**Text shown**:
%%
Assembly District 77

Clout quotient: Jones has had 5 percent of his 20 bills signed into law.

The freshman legislator has passed exactly one bill, giving counties a little more flexibility when dealing with families that file late reports for welfare benefits. As matters stand now, he has only one other bill that's made it as far as the Senate: a change to civil code that lets warring neighbors take shared-easement disputes to small-claims court.

Jones was recently promoted to Assistant Republican Leader. He also launched a new weekly "Are You Kidding Me" video series in which he rants about Democrats for about 40 seconds in front of a big yellow question mark.

Campaign coffers: Jones has raised about $100,000 in 2012, with big money coming from the healthcare industry.

Perks: Jones lived large in 2011, reporting $8,510 in gifts, including a free trip to Maui, where he was wined and dined by the pharmaceutical and manufacturing industries and the prison-guard union. He accepted free bowling games, Chargers tickets, an overnight quail-hunting trip and a ticket to The Adjustment Bureau starring Matt Damon. For Christmas, the Walt Disney Company gave him $400 worth of tickets to Disneyland. This year, he's accepted meals from the California New Car Dealers Association, California Professional Firefighters and the Chukchansi Indians, as well as the same bouquet and navel oranges that other legislators received.

Marty Block (D)

Assembly District 39

Clout quotient: Block's had 37.5 percent of his 40 bills signed into law.

Block currently has a bill on the governor's desk that, in theory, would allow district attorneys to respond more effectively to public-records requests as offices move to paperless record-keeping. Other bills in the pipeline would ban marbles and pushpins in preschools and mandate congenital-heart-defect screening for newborns. As head of the Assembly's higher-education committee, nothing university-related gets done without his mark on it: To balance the budget, $103 million in grants that would've helped 11,000 students at for-profit colleges was cut.

An outraged Block held a hearing on the UC Davis pepper-spray incident, but before Occupy San Diego names him a hero of the 99 percent, they should know this: The bill that came out of it doesn't say anything about the use of force. It only requires college campuses to designate someone to serve as a liaison between police and protesters.

Campaign coffers: Block has raised $183,000 so far this year, with large sums predictably coming from teachers unions, but also from fellow Democratic legislators who aren't facing competitive races.

Perks: Block disclosed $21,600 worth of meals, trips and gifts in 2011, including tours of Israel and Italy, tickets to concerts and sporting events and even an $84 jacket from the Speaker of the Assembly. This year, he accepted a meal from the California State Council of Laborers, and those same oranges and flowers.
%%
**Source data**:
%%
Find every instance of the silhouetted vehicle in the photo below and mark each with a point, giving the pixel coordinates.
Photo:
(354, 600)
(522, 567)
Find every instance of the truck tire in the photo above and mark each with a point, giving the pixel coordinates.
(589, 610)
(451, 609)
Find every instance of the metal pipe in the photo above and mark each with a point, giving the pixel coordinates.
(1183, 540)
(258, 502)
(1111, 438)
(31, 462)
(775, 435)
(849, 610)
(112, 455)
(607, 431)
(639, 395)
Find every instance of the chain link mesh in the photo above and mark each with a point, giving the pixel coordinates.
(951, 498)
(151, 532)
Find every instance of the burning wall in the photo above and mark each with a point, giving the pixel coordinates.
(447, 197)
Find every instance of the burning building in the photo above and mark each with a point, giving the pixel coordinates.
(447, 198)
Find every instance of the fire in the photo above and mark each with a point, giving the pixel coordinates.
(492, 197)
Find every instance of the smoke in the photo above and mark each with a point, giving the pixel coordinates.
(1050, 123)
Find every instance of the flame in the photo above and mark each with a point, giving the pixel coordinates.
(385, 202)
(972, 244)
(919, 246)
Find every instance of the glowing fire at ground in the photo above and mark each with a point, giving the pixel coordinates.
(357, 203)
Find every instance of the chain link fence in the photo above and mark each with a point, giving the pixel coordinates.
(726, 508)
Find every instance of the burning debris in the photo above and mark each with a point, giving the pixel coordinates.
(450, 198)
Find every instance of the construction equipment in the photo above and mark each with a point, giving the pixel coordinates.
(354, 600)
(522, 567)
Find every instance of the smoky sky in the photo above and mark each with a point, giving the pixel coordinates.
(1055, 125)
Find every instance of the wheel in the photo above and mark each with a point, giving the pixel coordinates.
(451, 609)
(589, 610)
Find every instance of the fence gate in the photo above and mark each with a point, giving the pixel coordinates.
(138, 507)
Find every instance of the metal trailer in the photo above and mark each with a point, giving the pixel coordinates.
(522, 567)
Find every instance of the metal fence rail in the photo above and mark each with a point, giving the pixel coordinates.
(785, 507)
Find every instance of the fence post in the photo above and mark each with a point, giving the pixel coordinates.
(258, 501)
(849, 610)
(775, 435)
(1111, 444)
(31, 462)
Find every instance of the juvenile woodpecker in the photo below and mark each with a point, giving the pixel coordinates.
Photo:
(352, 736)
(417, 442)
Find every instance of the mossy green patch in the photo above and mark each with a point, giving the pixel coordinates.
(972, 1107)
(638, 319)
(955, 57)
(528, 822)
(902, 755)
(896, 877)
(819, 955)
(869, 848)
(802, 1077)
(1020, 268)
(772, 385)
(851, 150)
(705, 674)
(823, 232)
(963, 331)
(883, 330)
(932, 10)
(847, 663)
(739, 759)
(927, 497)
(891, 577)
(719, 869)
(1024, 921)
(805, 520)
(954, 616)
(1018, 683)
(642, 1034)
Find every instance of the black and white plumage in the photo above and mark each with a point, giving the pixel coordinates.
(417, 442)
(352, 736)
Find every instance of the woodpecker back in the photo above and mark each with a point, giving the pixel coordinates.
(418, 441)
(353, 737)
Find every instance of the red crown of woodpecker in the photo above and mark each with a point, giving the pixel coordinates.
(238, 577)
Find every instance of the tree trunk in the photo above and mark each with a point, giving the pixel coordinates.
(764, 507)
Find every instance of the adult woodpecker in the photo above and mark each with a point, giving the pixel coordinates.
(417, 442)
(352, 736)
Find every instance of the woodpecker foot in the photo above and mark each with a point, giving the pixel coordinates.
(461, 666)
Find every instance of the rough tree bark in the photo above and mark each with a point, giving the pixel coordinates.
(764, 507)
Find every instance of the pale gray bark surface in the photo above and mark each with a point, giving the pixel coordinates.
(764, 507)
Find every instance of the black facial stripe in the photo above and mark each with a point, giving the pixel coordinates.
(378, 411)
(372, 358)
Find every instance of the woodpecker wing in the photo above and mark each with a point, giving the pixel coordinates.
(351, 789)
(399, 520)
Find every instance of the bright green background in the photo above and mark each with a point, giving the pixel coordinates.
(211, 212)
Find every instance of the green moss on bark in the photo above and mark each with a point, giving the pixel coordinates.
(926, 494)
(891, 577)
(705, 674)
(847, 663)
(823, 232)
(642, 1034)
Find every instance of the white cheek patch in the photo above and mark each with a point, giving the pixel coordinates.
%%
Duplicate word for word the stretch of the legislator profiles that opens with "Campaign coffers: Jones" and stops after "other legislators received.".

Campaign coffers: Jones has raised about $100,000 in 2012, with big money coming from the healthcare industry.

Perks: Jones lived large in 2011, reporting $8,510 in gifts, including a free trip to Maui, where he was wined and dined by the pharmaceutical and manufacturing industries and the prison-guard union. He accepted free bowling games, Chargers tickets, an overnight quail-hunting trip and a ticket to The Adjustment Bureau starring Matt Damon. For Christmas, the Walt Disney Company gave him $400 worth of tickets to Disneyland. This year, he's accepted meals from the California New Car Dealers Association, California Professional Firefighters and the Chukchansi Indians, as well as the same bouquet and navel oranges that other legislators received.